• [GIVEN REQUEST A]
List each line in the entries below that contains the string "shrub".

• [PASSAGE TO READ]
※
His statement reflects a continuing trend over the last several years, in which DOJ and the Securities and Exchange Commission (SEC) have increasingly coordinated with foreign enforcement authorities to resolve multi-jurisdictional FCPA cases. Such increased coordination in multi-jurisdictional enforcement has coincided with or resulted from an increase in enforcement by foreign countries. Other countries may be recognizing more and more the financial gains of coordinated cross-border anti-bribery prosecution, leading to implementation or serious enforcement of their own anti-bribery and anti-corruption laws.

This trend of coordinated multi-jurisdictional enforcement continued with 2020’s two biggest FCPA enforcement actions, also ranked among the top record-breaking enforcements in FCPA’s history — Airbus SE and Goldman Sachs — which involved coordinated investigations and resolutions between U.S. authorities and several foreign enforcement authorities.

Airbus SE

In January 2020, DOJ announced its FCPA settlement with Airbus SE, a French company that supplies civilian and military aircrafts. To resolve global bribery charges and trade violations, Airbus SE agreed to pay combined penalties of $4 billion to authorities in the U.S., United Kingdom and France.

The FCPA charges against Airbus SE arose from a scheme, starting in 2008 and continuing until at least 2015, in which Airbus used third-party intermediaries to bribe foreign officials in China and other countries to obtain and retain business contracts, in some instances from state-owned or state-controlled companies. The U.K.’s Serious Fraud Office (SFO) was the first to investigate in 2012, following whistleblower allegations of the company bribing Saudi Arabian officials to retain a communications contract worth £2 billion. In 2017, the Parquet National Financier (PNF) in France opened a preliminary investigation based on the same allegations. DOJ’s later assertion of FCPA jurisdiction over the French company was premised on Airbus employees and agents sending emails while in the U.S. and providing foreign officials with luxury travel within the U.S.
※
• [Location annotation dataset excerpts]
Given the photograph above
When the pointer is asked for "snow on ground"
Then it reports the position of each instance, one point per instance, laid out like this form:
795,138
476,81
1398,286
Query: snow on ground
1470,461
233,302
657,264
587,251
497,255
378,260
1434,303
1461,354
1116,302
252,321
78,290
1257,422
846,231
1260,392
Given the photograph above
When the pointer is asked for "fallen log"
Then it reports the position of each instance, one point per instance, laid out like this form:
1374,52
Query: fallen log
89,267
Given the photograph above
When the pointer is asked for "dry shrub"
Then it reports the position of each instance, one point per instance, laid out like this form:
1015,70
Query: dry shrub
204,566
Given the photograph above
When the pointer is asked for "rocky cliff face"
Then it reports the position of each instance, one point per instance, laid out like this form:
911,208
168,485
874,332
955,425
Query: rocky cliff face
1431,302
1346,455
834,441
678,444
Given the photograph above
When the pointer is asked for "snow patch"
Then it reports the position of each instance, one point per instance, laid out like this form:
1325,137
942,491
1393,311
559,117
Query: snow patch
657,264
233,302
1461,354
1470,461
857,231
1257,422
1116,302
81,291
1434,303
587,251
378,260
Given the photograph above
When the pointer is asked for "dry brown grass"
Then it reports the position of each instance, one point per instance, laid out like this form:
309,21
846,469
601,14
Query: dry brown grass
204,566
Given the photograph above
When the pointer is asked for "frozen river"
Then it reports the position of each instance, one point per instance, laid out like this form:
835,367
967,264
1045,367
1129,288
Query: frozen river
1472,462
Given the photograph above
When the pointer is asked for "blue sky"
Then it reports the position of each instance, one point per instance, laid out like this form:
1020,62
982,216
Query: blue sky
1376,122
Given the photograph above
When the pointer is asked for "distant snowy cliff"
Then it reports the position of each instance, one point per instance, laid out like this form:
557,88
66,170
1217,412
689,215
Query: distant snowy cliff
※
• [GIVEN REQUEST B]
Pick up the passage on coordinated FCPA enforcement above at the point where it stops and keep writing.

• [EXERCISE RESULT A]
When the pointer is asked for "dry shrub"
Query: dry shrub

• [EXERCISE RESULT B]
The vast majority of Airbus SE’s penalties were paid to foreign enforcement authorities in the U.K. and France. Airbus SE entered into a 3-year deferred prosecution agreement (DPA) with the UK’s SFO, paying the equivalent of $1.09 billion — $649 million in disgorgement and $441 million in criminal fines — for bribes and improper payments in Ghana, Indonesia, Malaysia, Sri Lanka and Taiwan. Similarly, Airbus SE reached an agreement with PNF in which it agreed to pay the equivalent of $2.29 billion for bribery in China, Colombia, Nepal, Russia, Saudi Arabia, South Korea, Taiwan and the United Arab Emirates. Recognizing the “strength of France’s and the United Kingdom’s interests over [Airbus SE’s] corruption-related conduct,” DOJ entered into a DPA with Airbus SE in which it imposed a criminal penalty of $2.09 billion for FCPA-related offenses, but credited the company for the amounts it paid to PNF up to $1.8 billion. Ultimately, Airbus SE paid DOJ only $582.4 million, with $294.5 million being paid to settle the FCPA charges and the remaining $232.7 million going towards conspiracy charges under the International Traffic in Arms Regulations.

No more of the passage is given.